Exercise requirements: Copy out every row below, requests included, and offset each bounding box coordinate in the answers by adding 31. Leave the numbers in the requests and their format samples unchanged, and omit the pictures.

* begin Dataset *

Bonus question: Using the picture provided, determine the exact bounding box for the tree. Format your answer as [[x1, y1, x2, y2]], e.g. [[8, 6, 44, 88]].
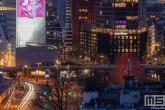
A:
[[32, 75, 79, 110], [109, 53, 146, 84]]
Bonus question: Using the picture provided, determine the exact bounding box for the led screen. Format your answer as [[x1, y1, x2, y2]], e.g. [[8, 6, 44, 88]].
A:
[[17, 0, 45, 18]]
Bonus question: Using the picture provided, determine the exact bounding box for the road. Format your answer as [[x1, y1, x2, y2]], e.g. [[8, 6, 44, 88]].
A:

* end Dataset *

The solution:
Bonus question: Using the picture provided, determine the exact bounding box for the tree. Format your answer as [[x1, y1, x2, y2]], e.g. [[8, 6, 44, 88]].
A:
[[63, 106, 110, 141], [140, 84, 177, 115]]
Bonus question: Using the picture provided, determine the exact bounding box for the led screen. Format your answer as [[x1, y1, x2, y2]], e.g. [[8, 6, 44, 88]].
A:
[[48, 31, 76, 49]]
Bonus question: Using the picture provided, determine the exact bounding box for the road. Format your answer as [[x1, y1, x2, y2]], e.g. [[8, 6, 44, 88]].
A:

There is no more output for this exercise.